*STUDIEVRAGEN*
(a) Wie had volgens het gekozen fragment de brief aan R gestuurd?
(b) Schrijf het verhaal over R en de brief van de kerk verder vanaf de plek waar het ophoudt.

*GEKOZEN FRAGMENT*
···
Op de dag dat R de brief ontving die duidelijk moest maken dat zijn werk tot de cruciale, vitale beroepen behoorde – al verklaarde de Protestantse Kerk Nederland die de brief gestuurd had niks anders dat wat iedereen al wist, dat R ambtsdrager was, waarop R, wapperend met de brief, uitriep: ‘Nou, lekker duidelijk’ –, kwam ook het bericht van een mogelijk naderend sterven, waarbij R misschien, mogelijk, indien gewenst en voor zover uitvoerbaar, binnenkort een van zijn cruciale rollen zou moeten vervullen. Al was de grote vraag: hoe? Wilde hij niet alleen vitaal zíjn maar ook blíjven, dan moest hij ieder contact met een mogelijk met corona besmet persoon voorkomen, want anders kon hij linea recta twee weken in quarantaine. En hoe vitaal was je dan nog? R was geen Boris ’thrillseeker’ Johnson.
···
*GETOONDE RIJEN*
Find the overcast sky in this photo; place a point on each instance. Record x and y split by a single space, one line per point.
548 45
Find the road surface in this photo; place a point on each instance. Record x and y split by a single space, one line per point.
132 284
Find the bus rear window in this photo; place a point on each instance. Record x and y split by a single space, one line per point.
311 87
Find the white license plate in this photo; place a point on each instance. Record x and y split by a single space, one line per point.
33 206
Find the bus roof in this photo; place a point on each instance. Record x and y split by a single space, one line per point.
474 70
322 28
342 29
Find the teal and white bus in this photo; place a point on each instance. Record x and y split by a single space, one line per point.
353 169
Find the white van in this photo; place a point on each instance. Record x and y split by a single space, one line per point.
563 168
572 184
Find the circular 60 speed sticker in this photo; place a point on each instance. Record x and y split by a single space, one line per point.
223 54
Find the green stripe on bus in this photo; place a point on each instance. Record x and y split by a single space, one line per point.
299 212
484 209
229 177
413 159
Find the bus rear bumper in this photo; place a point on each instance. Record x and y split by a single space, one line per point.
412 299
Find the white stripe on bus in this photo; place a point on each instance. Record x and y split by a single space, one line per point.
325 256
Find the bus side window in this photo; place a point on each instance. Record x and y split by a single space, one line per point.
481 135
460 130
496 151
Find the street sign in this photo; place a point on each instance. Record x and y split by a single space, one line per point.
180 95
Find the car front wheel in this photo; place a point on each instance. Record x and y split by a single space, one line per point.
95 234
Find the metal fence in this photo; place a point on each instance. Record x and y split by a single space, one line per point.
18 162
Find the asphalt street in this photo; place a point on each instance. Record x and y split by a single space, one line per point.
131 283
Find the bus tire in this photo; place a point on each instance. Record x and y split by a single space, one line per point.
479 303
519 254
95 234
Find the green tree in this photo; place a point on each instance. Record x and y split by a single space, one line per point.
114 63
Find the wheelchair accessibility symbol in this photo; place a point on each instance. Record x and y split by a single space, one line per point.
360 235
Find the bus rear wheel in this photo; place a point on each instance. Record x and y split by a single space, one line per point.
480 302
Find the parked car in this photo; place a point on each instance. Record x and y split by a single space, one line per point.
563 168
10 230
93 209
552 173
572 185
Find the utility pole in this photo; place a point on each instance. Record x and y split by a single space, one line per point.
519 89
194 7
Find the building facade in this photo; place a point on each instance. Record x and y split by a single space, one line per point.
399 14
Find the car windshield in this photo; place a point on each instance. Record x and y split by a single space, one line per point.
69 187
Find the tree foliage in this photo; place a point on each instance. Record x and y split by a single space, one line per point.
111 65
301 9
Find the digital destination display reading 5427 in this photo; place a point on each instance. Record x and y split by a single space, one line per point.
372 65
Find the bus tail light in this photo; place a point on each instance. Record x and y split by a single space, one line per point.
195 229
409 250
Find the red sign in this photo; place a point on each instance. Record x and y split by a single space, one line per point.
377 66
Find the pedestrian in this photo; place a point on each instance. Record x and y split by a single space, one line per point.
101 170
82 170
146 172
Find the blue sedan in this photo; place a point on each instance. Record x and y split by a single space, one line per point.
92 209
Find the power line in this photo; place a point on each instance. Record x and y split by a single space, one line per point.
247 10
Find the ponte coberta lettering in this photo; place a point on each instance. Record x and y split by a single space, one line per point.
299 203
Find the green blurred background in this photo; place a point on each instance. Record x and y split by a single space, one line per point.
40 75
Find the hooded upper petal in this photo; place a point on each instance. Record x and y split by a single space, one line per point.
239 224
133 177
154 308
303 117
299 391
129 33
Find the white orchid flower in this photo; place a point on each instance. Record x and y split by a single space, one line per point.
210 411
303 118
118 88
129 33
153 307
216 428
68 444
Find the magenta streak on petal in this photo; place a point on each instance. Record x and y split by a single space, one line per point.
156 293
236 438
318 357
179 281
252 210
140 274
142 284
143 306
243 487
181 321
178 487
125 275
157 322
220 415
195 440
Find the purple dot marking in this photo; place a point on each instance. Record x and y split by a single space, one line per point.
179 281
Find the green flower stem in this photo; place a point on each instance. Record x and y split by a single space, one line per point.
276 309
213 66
···
*ANTWOORDEN PER OPDRACHT*
(a) De Protestantse Kerk Nederland.

(b)
Een uitvaartondernemer die R goed kent, en die sinds de virusuitbraak voor zaken had gestaan die ze tot voor kort voor ondenkbaar hield, voelde zich het veiligst bij kleine afscheidsvieringen in de open lucht: op een begraafplaats, op een enorm groot grasveld, zoiets.
Moge de zomerse lente nog maar lang aanhouden.